(Pointing and labeling entries)
┌──

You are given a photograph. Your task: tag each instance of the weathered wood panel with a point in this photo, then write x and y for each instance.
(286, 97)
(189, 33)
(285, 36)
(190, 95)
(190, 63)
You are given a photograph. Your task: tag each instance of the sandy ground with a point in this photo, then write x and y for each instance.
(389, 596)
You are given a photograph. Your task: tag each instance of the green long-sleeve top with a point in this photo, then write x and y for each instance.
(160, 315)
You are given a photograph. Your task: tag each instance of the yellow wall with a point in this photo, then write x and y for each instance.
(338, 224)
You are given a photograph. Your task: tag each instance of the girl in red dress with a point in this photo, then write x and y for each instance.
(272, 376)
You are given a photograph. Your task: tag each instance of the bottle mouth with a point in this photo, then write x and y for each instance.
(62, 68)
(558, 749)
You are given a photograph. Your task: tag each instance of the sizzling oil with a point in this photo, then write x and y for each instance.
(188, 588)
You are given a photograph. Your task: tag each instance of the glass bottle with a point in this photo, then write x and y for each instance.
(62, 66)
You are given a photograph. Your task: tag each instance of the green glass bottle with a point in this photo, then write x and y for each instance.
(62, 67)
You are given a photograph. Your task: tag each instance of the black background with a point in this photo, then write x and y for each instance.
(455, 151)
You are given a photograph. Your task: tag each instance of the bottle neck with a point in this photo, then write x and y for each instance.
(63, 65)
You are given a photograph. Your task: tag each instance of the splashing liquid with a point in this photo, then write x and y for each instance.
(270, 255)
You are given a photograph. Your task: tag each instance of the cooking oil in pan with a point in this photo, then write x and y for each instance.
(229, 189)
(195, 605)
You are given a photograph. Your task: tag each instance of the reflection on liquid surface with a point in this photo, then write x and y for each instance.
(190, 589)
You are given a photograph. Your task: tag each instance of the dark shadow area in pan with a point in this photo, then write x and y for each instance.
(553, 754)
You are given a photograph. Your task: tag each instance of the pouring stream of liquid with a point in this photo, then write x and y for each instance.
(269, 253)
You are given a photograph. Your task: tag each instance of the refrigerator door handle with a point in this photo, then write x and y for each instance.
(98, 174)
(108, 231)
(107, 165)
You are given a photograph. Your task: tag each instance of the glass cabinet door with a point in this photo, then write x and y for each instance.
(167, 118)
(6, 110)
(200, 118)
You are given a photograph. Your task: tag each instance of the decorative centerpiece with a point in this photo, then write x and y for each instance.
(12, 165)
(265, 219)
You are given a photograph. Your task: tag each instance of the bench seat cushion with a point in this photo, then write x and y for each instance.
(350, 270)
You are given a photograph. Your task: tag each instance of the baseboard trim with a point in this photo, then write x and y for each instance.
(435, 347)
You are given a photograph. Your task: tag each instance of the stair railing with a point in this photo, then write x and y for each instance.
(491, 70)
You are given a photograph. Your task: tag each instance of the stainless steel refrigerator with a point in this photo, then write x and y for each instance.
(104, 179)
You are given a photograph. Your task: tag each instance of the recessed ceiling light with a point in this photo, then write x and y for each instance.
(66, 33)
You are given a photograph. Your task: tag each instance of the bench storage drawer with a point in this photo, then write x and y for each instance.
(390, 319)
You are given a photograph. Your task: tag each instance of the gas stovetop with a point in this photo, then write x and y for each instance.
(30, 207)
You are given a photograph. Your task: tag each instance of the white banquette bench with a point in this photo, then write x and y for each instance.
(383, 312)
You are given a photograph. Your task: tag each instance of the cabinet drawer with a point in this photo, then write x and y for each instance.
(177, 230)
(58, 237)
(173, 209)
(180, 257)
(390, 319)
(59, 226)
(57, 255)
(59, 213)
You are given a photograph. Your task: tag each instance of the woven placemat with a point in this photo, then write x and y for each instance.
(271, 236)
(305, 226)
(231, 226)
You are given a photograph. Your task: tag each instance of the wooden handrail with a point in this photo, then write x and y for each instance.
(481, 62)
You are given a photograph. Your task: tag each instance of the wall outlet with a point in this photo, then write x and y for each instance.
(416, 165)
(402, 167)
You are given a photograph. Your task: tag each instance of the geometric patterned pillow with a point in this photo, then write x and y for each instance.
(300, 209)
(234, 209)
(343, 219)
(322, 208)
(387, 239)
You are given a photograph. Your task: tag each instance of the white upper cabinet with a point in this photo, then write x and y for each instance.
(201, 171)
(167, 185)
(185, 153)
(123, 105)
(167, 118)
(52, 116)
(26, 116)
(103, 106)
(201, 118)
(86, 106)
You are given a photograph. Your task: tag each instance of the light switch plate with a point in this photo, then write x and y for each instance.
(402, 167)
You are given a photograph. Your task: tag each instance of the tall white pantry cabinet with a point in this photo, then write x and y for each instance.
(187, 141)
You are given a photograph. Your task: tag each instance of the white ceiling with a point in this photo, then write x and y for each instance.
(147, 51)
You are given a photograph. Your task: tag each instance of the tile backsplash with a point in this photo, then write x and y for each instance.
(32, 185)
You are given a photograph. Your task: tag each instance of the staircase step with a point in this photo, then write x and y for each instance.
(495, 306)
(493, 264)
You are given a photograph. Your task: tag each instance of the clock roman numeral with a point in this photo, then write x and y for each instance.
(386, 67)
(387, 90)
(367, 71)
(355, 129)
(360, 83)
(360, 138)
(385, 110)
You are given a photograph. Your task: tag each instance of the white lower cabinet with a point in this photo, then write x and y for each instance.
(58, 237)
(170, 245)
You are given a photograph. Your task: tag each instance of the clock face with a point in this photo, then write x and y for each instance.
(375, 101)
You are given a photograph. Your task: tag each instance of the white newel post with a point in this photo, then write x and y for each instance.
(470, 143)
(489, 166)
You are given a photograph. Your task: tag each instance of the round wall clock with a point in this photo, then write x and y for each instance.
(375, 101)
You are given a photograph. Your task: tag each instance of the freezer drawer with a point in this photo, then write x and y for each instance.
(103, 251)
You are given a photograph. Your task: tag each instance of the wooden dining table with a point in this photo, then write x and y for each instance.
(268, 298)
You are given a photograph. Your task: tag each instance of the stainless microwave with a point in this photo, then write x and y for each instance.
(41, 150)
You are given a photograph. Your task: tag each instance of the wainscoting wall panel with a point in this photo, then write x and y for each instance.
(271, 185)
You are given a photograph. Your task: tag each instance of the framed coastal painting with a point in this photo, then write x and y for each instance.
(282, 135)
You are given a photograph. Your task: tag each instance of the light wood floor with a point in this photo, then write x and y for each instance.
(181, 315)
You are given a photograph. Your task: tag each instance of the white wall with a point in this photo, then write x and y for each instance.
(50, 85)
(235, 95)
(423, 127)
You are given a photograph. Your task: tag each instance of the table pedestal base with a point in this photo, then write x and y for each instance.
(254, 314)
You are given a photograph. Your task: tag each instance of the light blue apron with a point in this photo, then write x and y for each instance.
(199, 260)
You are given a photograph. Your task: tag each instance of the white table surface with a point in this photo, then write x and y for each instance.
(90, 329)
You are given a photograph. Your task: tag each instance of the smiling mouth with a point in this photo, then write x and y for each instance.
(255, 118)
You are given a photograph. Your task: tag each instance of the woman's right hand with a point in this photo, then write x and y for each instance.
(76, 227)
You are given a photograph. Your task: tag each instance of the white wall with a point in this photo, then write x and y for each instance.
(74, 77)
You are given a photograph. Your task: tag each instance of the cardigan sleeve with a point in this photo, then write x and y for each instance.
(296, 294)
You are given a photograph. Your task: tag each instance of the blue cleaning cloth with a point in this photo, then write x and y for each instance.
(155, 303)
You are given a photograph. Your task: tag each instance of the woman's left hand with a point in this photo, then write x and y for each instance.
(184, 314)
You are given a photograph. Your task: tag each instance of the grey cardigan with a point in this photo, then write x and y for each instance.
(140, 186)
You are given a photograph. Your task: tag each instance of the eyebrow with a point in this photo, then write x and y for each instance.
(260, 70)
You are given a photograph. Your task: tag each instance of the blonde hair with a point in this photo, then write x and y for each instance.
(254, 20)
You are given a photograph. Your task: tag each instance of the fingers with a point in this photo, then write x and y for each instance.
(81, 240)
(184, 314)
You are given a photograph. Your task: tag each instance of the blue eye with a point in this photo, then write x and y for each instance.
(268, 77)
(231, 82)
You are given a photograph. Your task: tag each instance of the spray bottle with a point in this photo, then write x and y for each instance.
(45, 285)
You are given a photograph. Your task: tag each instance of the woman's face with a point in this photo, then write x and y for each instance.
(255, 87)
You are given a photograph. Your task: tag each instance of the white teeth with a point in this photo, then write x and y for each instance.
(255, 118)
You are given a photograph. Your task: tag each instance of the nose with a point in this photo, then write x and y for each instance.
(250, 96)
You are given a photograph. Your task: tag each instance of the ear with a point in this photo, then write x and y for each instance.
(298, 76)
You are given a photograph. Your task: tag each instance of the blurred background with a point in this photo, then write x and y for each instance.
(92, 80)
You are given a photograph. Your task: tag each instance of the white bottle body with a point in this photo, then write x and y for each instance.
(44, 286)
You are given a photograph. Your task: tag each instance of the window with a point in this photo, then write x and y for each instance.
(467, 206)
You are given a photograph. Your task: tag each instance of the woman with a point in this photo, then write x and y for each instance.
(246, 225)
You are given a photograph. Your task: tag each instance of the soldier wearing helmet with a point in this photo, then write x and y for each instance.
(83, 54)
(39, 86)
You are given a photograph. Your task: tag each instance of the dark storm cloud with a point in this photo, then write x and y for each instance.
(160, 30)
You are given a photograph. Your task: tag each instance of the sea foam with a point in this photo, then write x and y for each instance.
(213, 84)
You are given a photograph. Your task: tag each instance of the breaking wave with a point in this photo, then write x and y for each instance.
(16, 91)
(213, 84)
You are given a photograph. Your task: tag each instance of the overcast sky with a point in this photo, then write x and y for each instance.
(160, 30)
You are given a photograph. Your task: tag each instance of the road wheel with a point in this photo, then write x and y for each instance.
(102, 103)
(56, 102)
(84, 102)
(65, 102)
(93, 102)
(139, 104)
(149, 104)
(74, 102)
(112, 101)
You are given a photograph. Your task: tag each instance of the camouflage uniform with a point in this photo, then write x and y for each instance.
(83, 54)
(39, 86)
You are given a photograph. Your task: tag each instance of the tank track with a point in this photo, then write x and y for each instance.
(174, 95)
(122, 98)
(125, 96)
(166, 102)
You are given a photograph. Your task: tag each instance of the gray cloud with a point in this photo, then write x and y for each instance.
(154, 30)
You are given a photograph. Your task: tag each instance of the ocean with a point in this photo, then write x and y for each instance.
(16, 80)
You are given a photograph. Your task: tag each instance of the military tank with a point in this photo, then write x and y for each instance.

└──

**EXERCISE DESCRIPTION**
Retype nothing except the lines from the line holding "the dark storm" through the last line of the entries, both included.

**WORKED SOLUTION**
You are given a photograph. Your task: tag each instance of the dark storm cloud with a point in this photo, then write x and y for each instance.
(160, 30)
You are given a photograph. Your task: tag each instance of the sea foam with a point in this photo, then write x and y for each instance.
(213, 84)
You are given a photograph. Your task: tag each instance of the breaking wave with a point in this photo, then write x and y for each instance.
(16, 91)
(213, 84)
You are given a photograph. Your task: tag each instance of the overcast sky with a point in this photo, then write x and y for each instance.
(160, 30)
You are given a photograph. Your task: tag each instance of the road wheel with a point in this photo, then write x and y for each instance.
(102, 103)
(56, 102)
(84, 102)
(65, 102)
(93, 102)
(139, 104)
(149, 104)
(74, 102)
(112, 101)
You are given a photograph. Your task: tag each instance of the camouflage uniform with a point in this photo, then write x and y for each instance.
(83, 54)
(39, 86)
You are given a photograph. Your task: tag each instance of the tank track with a point in this photo, then write x and y for each instance.
(174, 95)
(122, 98)
(125, 96)
(166, 102)
You are given a photograph. Your task: tag each instance of the gray cloud with a point in this photo, then write x and y for each instance.
(154, 30)
You are given a photograph. Your task: tag each instance of the ocean with a point in this photo, then write x and y for each instance.
(16, 80)
You are given a photograph. Your task: tag each instance of the military tank with a point in this photo, then write x and y for each instance.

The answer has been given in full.